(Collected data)
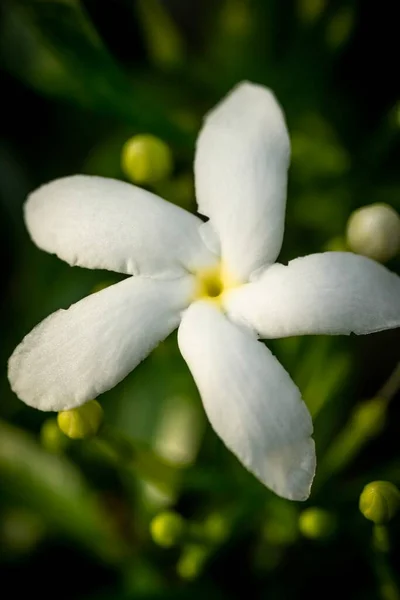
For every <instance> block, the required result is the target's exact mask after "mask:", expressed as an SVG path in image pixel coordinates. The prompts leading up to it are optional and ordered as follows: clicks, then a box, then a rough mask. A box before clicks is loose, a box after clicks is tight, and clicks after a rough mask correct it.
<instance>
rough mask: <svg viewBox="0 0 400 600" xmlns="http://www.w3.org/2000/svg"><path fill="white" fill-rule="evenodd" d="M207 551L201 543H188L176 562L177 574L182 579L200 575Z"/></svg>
mask: <svg viewBox="0 0 400 600" xmlns="http://www.w3.org/2000/svg"><path fill="white" fill-rule="evenodd" d="M207 556H208V551H207V548H206V547H205V546H202V545H201V544H190V545H188V546H186V547H185V548H184V549H183V552H182V555H181V557H180V559H179V561H178V564H177V567H176V569H177V571H178V575H179V576H180V577H182V579H189V580H191V579H195V578H196V577H197V576H198V575H200V573H201V571H202V569H203V566H204V563H205V561H206V559H207Z"/></svg>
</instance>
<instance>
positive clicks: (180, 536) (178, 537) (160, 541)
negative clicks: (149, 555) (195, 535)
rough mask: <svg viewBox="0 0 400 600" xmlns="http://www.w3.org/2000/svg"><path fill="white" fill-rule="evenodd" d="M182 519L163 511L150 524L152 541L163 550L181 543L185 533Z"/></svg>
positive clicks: (179, 515)
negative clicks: (161, 547)
mask: <svg viewBox="0 0 400 600" xmlns="http://www.w3.org/2000/svg"><path fill="white" fill-rule="evenodd" d="M185 526H186V524H185V521H184V519H183V518H182V517H181V516H180V515H178V513H175V512H173V511H163V512H161V513H159V514H158V515H156V516H155V517H154V519H153V520H152V521H151V523H150V533H151V537H152V538H153V541H154V542H155V543H156V544H158V545H159V546H162V547H163V548H171V547H172V546H176V545H177V544H179V542H180V541H181V539H182V537H183V534H184V532H185Z"/></svg>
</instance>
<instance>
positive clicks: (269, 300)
mask: <svg viewBox="0 0 400 600" xmlns="http://www.w3.org/2000/svg"><path fill="white" fill-rule="evenodd" d="M224 307H225V309H226V310H227V312H228V314H229V316H230V317H231V318H232V319H233V320H234V321H235V322H237V323H245V324H246V325H247V326H250V327H253V328H254V329H255V330H256V331H257V332H258V334H259V335H260V336H261V337H263V338H279V337H288V336H292V335H305V334H331V335H336V334H349V333H351V332H354V333H357V334H365V333H374V332H375V331H381V330H384V329H392V328H395V327H400V277H398V276H397V275H395V274H394V273H391V272H390V271H388V269H386V268H385V267H383V266H382V265H380V264H378V263H376V262H374V261H373V260H370V259H369V258H365V257H363V256H358V255H356V254H351V253H350V252H326V253H322V254H311V255H309V256H304V257H303V258H297V259H296V260H292V261H291V262H290V263H289V264H288V265H287V266H284V265H279V264H276V265H272V266H271V267H269V268H268V269H267V270H266V271H264V273H263V274H262V275H261V276H260V278H259V279H257V280H256V281H254V282H253V283H249V284H248V285H244V286H242V287H240V288H236V289H233V290H232V291H229V292H227V293H226V294H225V297H224Z"/></svg>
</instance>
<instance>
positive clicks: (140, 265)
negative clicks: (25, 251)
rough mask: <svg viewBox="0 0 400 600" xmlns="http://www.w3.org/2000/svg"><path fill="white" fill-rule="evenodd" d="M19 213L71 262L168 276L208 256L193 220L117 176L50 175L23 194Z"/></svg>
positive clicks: (62, 258) (152, 194)
mask: <svg viewBox="0 0 400 600" xmlns="http://www.w3.org/2000/svg"><path fill="white" fill-rule="evenodd" d="M25 219H26V224H27V227H28V230H29V233H30V234H31V236H32V239H33V241H34V242H35V244H37V245H38V246H39V248H41V249H42V250H46V251H47V252H51V253H54V254H57V256H58V257H59V258H61V259H62V260H65V261H66V262H68V263H69V264H70V265H73V266H74V265H78V266H80V267H87V268H89V269H108V270H110V271H117V272H119V273H127V274H130V275H152V276H154V275H155V276H162V277H165V278H168V277H173V276H176V275H177V274H178V275H180V274H182V270H183V269H184V268H186V269H188V270H190V271H191V270H193V269H196V268H198V267H202V266H207V265H208V264H209V263H210V262H212V261H213V260H214V259H213V255H212V254H211V252H210V251H209V250H208V249H207V248H206V247H205V246H204V244H203V242H202V240H201V236H200V233H199V227H200V226H201V225H202V224H203V223H202V221H200V219H198V218H197V217H195V216H194V215H191V214H190V213H188V212H187V211H185V210H183V209H182V208H180V207H178V206H175V205H174V204H171V203H169V202H167V201H166V200H162V199H161V198H159V197H158V196H155V195H154V194H151V193H150V192H147V191H146V190H142V189H140V188H138V187H136V186H134V185H131V184H128V183H124V182H123V181H117V180H116V179H108V178H105V177H93V176H85V175H74V176H72V177H65V178H63V179H57V180H55V181H52V182H50V183H48V184H46V185H43V186H42V187H40V188H39V189H37V190H36V191H34V192H33V193H32V194H31V195H30V196H29V198H28V201H27V203H26V205H25Z"/></svg>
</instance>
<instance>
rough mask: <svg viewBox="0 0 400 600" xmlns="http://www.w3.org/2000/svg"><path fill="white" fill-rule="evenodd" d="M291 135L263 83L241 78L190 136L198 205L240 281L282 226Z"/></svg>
mask: <svg viewBox="0 0 400 600" xmlns="http://www.w3.org/2000/svg"><path fill="white" fill-rule="evenodd" d="M289 155H290V142H289V137H288V134H287V130H286V125H285V121H284V117H283V114H282V111H281V109H280V108H279V105H278V103H277V101H276V99H275V97H274V95H273V94H272V93H271V92H270V90H268V89H267V88H265V87H263V86H260V85H254V84H251V83H242V84H240V85H239V86H237V87H235V88H234V90H233V91H232V92H231V93H230V94H229V95H228V96H227V98H225V99H224V100H223V101H222V102H221V103H220V104H219V105H218V106H217V107H216V108H215V109H214V110H213V111H211V113H209V114H208V115H207V117H206V121H205V124H204V127H203V129H202V131H201V132H200V135H199V138H198V140H197V150H196V160H195V178H196V194H197V201H198V205H199V212H200V213H201V214H203V215H206V216H208V217H209V218H210V219H211V221H212V224H213V226H214V228H215V229H216V230H217V232H218V234H219V236H220V239H221V248H222V258H223V260H224V261H225V262H226V265H227V269H228V270H229V271H230V272H232V275H233V276H234V277H236V278H237V279H239V280H241V281H247V279H248V277H249V275H250V273H251V272H252V271H254V270H255V269H257V268H259V267H261V266H263V265H265V264H266V263H271V262H274V261H275V259H276V257H277V256H278V254H279V251H280V248H281V244H282V237H283V228H284V219H285V204H286V182H287V169H288V164H289Z"/></svg>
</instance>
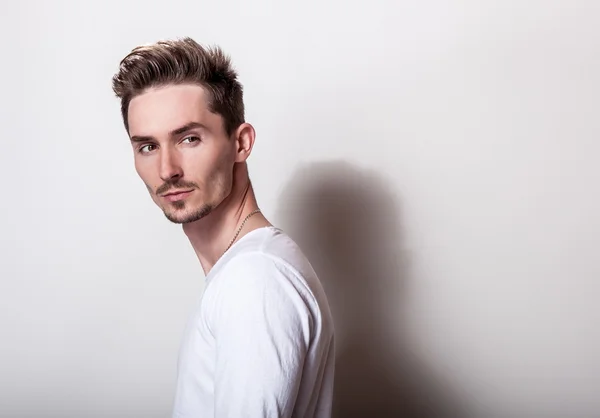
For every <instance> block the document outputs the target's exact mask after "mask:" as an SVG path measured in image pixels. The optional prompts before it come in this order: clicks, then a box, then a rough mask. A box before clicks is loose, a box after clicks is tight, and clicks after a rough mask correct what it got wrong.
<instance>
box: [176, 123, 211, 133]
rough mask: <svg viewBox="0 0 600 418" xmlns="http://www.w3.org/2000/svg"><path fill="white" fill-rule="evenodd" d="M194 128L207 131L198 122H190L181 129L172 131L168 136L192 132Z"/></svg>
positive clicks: (205, 127)
mask: <svg viewBox="0 0 600 418" xmlns="http://www.w3.org/2000/svg"><path fill="white" fill-rule="evenodd" d="M195 128H202V129H208V128H207V127H206V126H204V125H202V124H201V123H199V122H190V123H186V124H185V125H183V126H182V127H181V128H177V129H174V130H172V131H171V133H170V134H169V135H170V136H177V135H181V134H182V133H184V132H187V131H189V130H192V129H195Z"/></svg>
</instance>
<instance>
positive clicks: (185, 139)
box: [181, 136, 200, 144]
mask: <svg viewBox="0 0 600 418" xmlns="http://www.w3.org/2000/svg"><path fill="white" fill-rule="evenodd" d="M198 141H200V138H198V137H197V136H188V137H186V138H184V139H183V141H181V142H187V143H188V144H190V143H192V142H198Z"/></svg>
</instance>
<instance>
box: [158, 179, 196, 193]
mask: <svg viewBox="0 0 600 418" xmlns="http://www.w3.org/2000/svg"><path fill="white" fill-rule="evenodd" d="M190 188H194V189H198V188H199V187H198V185H197V184H196V183H194V182H191V181H183V180H175V181H173V182H166V183H164V184H163V185H161V186H160V187H159V188H158V189H156V194H159V195H161V194H165V193H167V192H168V191H169V190H171V189H190Z"/></svg>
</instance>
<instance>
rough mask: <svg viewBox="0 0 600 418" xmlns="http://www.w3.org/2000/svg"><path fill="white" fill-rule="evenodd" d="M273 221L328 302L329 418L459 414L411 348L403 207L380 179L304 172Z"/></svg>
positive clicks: (307, 170)
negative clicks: (320, 286)
mask: <svg viewBox="0 0 600 418" xmlns="http://www.w3.org/2000/svg"><path fill="white" fill-rule="evenodd" d="M278 219H280V220H281V221H282V228H283V229H284V230H286V232H288V233H289V235H290V236H292V237H293V238H294V239H295V240H296V241H297V242H298V244H299V245H300V246H301V247H302V248H303V250H304V251H305V253H306V254H307V256H308V257H309V258H310V260H311V263H312V264H313V267H314V268H315V270H316V271H317V273H318V274H319V277H320V279H321V281H322V283H323V286H324V288H325V291H326V292H327V296H328V298H329V302H330V305H331V310H332V313H333V317H334V322H335V327H336V359H337V360H336V374H335V389H334V406H333V417H334V418H359V417H360V418H373V417H378V418H386V417H415V418H429V417H444V418H447V417H464V416H465V415H464V413H463V412H464V411H460V408H459V407H458V405H457V402H456V400H455V398H454V397H453V396H452V395H451V394H450V391H449V390H448V388H447V387H445V386H444V385H442V384H441V383H440V381H439V380H437V379H435V378H433V376H431V373H430V372H428V371H427V370H426V368H425V367H424V365H423V364H422V362H420V361H419V360H418V359H417V358H416V356H415V355H413V354H411V352H410V350H409V348H408V344H409V341H406V336H407V334H408V332H407V329H406V327H405V324H406V315H404V314H403V313H404V312H406V311H405V309H404V308H403V307H405V306H406V304H405V301H406V297H407V289H406V285H407V283H408V271H409V268H408V267H409V266H408V264H407V257H406V253H405V251H404V249H403V246H402V236H403V234H402V228H401V224H400V219H401V213H400V209H399V207H398V206H397V203H396V201H395V199H394V196H393V194H392V193H391V192H390V191H389V190H388V188H387V187H386V186H385V184H384V182H383V181H382V180H381V179H380V178H378V177H377V175H375V174H374V173H371V172H365V171H363V170H360V169H358V168H355V167H353V166H351V165H349V164H347V163H344V162H326V163H316V164H310V165H307V166H305V167H302V168H300V169H299V170H298V171H297V172H296V173H294V175H293V176H292V179H291V181H290V183H289V184H287V185H286V187H285V191H284V193H283V194H282V196H281V199H280V207H279V213H278Z"/></svg>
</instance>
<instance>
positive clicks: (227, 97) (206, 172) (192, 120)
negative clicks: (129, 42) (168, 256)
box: [113, 38, 254, 223]
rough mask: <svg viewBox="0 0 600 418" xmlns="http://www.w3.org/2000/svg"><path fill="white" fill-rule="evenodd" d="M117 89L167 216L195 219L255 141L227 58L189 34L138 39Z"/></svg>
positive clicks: (240, 88) (117, 96) (213, 207)
mask: <svg viewBox="0 0 600 418" xmlns="http://www.w3.org/2000/svg"><path fill="white" fill-rule="evenodd" d="M113 90H114V92H115V94H116V95H117V97H119V98H120V99H121V113H122V116H123V122H124V124H125V129H126V130H127V132H128V134H129V136H130V139H131V143H132V146H133V149H134V155H135V167H136V170H137V172H138V174H139V175H140V177H141V178H142V180H143V181H144V183H145V184H146V187H147V188H148V191H149V192H150V194H151V196H152V199H153V200H154V201H155V202H156V204H157V205H158V206H159V207H161V208H162V209H163V211H164V212H165V215H166V216H167V218H168V219H170V220H171V221H173V222H176V223H187V222H193V221H196V220H198V219H201V218H202V217H204V216H206V215H207V214H208V213H210V212H211V211H212V210H213V209H215V208H216V207H217V206H218V205H219V204H220V203H221V202H222V201H223V200H224V199H225V198H226V197H227V196H228V195H229V193H230V192H231V189H232V182H233V168H234V165H235V163H240V162H244V161H245V160H246V158H248V156H249V153H250V150H251V148H252V145H253V143H254V129H253V128H252V126H250V125H249V124H247V123H245V122H244V103H243V94H242V86H241V84H240V83H239V82H238V81H237V74H236V73H235V71H234V70H233V69H232V68H231V63H230V60H229V58H228V57H226V56H225V55H224V54H223V52H222V51H221V50H220V49H219V48H204V47H202V46H201V45H199V44H197V43H196V42H194V41H193V40H191V39H189V38H185V39H182V40H174V41H161V42H158V43H156V44H153V45H148V46H140V47H137V48H135V49H134V50H133V51H132V52H131V53H130V54H129V55H127V56H126V57H125V58H124V59H123V60H122V61H121V64H120V68H119V71H118V73H117V74H116V75H115V76H114V77H113ZM180 192H182V193H180ZM174 193H176V194H174ZM177 193H178V194H177Z"/></svg>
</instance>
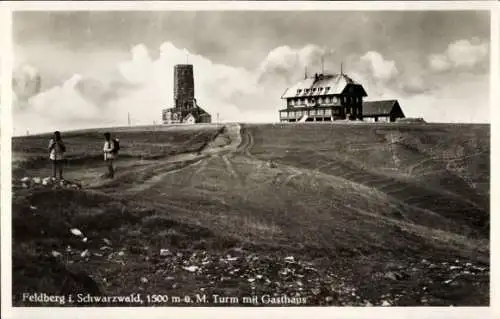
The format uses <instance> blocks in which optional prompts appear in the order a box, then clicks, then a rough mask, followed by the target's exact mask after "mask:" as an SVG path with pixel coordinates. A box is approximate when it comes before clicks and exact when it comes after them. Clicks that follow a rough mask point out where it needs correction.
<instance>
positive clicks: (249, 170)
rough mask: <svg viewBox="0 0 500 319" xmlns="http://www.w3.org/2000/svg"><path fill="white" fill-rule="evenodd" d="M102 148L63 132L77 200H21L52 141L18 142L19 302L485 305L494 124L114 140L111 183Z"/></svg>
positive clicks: (106, 304)
mask: <svg viewBox="0 0 500 319" xmlns="http://www.w3.org/2000/svg"><path fill="white" fill-rule="evenodd" d="M101 136H102V133H101V132H95V131H84V132H75V133H67V134H64V135H63V137H64V139H65V141H66V143H67V144H68V149H69V153H70V154H69V164H68V167H67V171H66V178H67V179H69V180H71V181H75V182H78V183H79V184H81V185H82V186H83V188H82V189H66V188H52V187H46V186H42V185H35V186H33V187H28V188H25V187H24V188H23V187H22V186H21V184H20V183H19V180H20V179H21V178H23V177H33V176H39V177H46V176H48V174H49V172H50V169H49V163H48V161H47V159H46V157H47V155H46V151H45V147H46V144H47V143H48V136H30V137H23V138H15V139H14V140H13V153H14V159H13V160H14V164H15V169H14V172H13V178H14V183H13V184H14V190H13V196H14V199H13V240H14V246H13V294H14V300H13V302H14V304H15V305H32V304H29V303H27V302H26V301H23V300H22V298H21V293H22V292H28V291H31V292H41V291H44V292H46V293H53V294H62V293H64V294H67V293H75V292H84V293H91V294H93V295H124V294H129V293H141V294H142V295H143V296H146V295H147V294H165V295H167V294H168V295H170V296H171V297H172V296H191V297H192V299H191V301H182V302H175V303H174V304H175V305H178V306H183V305H191V306H193V305H204V306H206V305H207V304H206V303H204V302H201V301H202V299H199V300H198V301H200V302H193V300H196V298H195V296H196V295H198V296H203V295H206V296H207V298H208V299H207V300H208V301H209V303H208V305H211V306H212V305H213V306H218V305H228V302H230V301H231V300H230V299H228V300H229V301H228V300H225V301H221V300H222V299H221V300H219V301H220V302H219V303H217V302H216V301H217V300H215V299H213V297H212V296H214V295H215V294H218V295H222V296H228V297H231V296H233V297H234V296H237V297H239V299H238V302H236V301H235V299H233V300H232V301H231V303H232V302H236V303H235V304H231V305H248V306H251V305H260V306H263V305H271V306H276V305H283V304H284V303H286V305H297V304H300V303H301V302H303V304H302V305H354V306H365V305H403V306H404V305H436V306H445V305H446V306H447V305H488V304H489V169H490V168H489V150H490V146H489V126H481V125H447V124H426V125H420V124H418V125H415V124H391V125H384V124H379V125H366V124H352V125H348V124H339V125H331V124H294V125H271V124H269V125H237V124H231V125H226V126H225V127H224V129H219V128H217V127H216V126H203V127H198V128H197V127H196V126H191V127H183V128H180V127H177V128H168V129H164V130H155V131H152V130H149V131H148V129H147V128H144V129H141V130H134V131H127V130H126V129H122V130H121V131H119V132H118V133H117V136H118V137H119V138H120V141H121V145H123V146H122V150H123V151H122V154H121V158H120V160H119V161H118V163H117V164H118V171H117V176H116V178H115V179H114V180H103V179H101V178H100V175H101V174H102V173H103V172H104V170H105V168H104V167H103V164H102V160H101V154H100V148H101V144H102V138H101ZM72 228H78V229H79V230H81V231H82V232H83V233H84V236H85V237H87V240H85V241H82V238H80V237H78V236H75V235H73V234H72V233H71V232H70V231H69V230H70V229H72ZM284 295H286V296H287V297H286V298H288V301H285V302H284V303H283V302H279V301H280V300H281V301H282V299H283V298H284V297H283V296H284ZM246 296H257V297H258V298H261V296H270V297H269V298H271V297H273V296H274V298H275V299H272V298H271V299H272V300H274V301H275V302H274V303H271V302H270V301H269V300H270V299H265V300H260V299H259V300H260V303H256V302H251V303H250V302H247V303H242V300H244V297H246ZM143 298H145V299H147V298H146V297H143ZM266 298H267V297H266ZM279 298H282V299H279ZM286 298H285V299H286ZM301 298H304V299H301ZM170 299H171V298H170ZM167 304H169V305H172V302H170V303H167ZM81 305H89V304H85V303H81ZM92 305H95V304H92ZM102 305H109V303H102ZM127 305H129V304H127ZM141 305H159V306H161V305H164V304H162V303H160V302H158V303H155V301H154V300H149V301H148V300H145V302H144V304H141Z"/></svg>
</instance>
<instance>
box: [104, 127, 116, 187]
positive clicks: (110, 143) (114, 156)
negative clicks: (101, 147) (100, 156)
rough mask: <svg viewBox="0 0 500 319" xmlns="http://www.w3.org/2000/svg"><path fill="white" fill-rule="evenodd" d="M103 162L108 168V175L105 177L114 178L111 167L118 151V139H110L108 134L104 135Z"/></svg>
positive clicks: (108, 177) (111, 168)
mask: <svg viewBox="0 0 500 319" xmlns="http://www.w3.org/2000/svg"><path fill="white" fill-rule="evenodd" d="M103 150H104V161H105V162H106V165H107V166H108V174H107V176H106V177H108V178H114V176H115V169H114V167H113V162H114V160H115V159H116V158H117V156H118V151H119V150H120V143H119V141H118V139H116V138H111V134H110V133H109V132H106V133H104V149H103Z"/></svg>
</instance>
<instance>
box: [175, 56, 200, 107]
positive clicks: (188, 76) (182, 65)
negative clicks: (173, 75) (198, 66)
mask: <svg viewBox="0 0 500 319" xmlns="http://www.w3.org/2000/svg"><path fill="white" fill-rule="evenodd" d="M194 107H195V100H194V77H193V65H192V64H177V65H175V66H174V108H175V109H178V110H190V109H192V108H194Z"/></svg>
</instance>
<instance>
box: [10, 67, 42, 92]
mask: <svg viewBox="0 0 500 319" xmlns="http://www.w3.org/2000/svg"><path fill="white" fill-rule="evenodd" d="M12 73H13V75H12V90H13V93H14V95H15V99H16V100H20V101H26V100H28V99H29V98H30V97H32V96H35V95H37V94H38V93H40V88H41V85H42V79H41V76H40V73H39V72H38V70H37V69H36V68H35V67H33V66H31V65H29V64H21V65H19V66H18V67H16V68H15V69H14V70H13V72H12Z"/></svg>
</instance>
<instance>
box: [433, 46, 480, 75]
mask: <svg viewBox="0 0 500 319" xmlns="http://www.w3.org/2000/svg"><path fill="white" fill-rule="evenodd" d="M488 54H489V46H488V43H486V42H484V41H479V40H478V39H472V40H466V39H462V40H458V41H455V42H453V43H450V44H449V45H448V47H447V49H446V50H445V52H444V53H441V54H431V55H430V56H429V66H430V68H431V69H432V70H434V71H436V72H444V71H448V70H450V69H452V68H457V69H463V70H467V69H469V70H470V69H472V68H475V67H477V66H480V65H481V64H482V63H484V62H486V61H487V58H488Z"/></svg>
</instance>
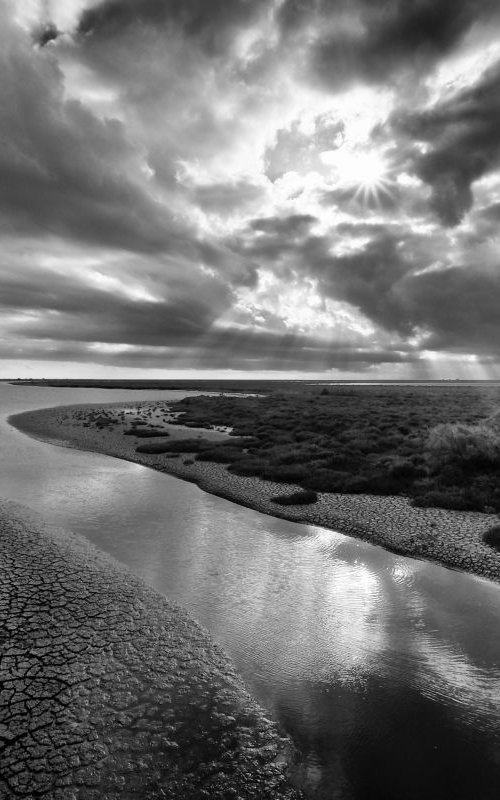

» What is being asked
Would you please copy all lines in the data that contain the word "every"?

» Result
For every <instance> block, the required result is the target's exact mask after "mask:", expressed as an SVG path in image pixel coordinates. The prompts leading up to it are optional and ordered as follows: clicks, then a box, then a rough mask. A box before clicks is loose, a box after clicks is tight, and clicks after a rough mask correct it.
For every <instance> block the document outputs the target's exact mask after "mask:" as an SVG path measured in image pixels. The optional prompts before it come in this order: clicks, then a box, then a rough mask. A box before clicks is loose, a box after clicks is tight, and clicks after a rough mask correct what it got wrong.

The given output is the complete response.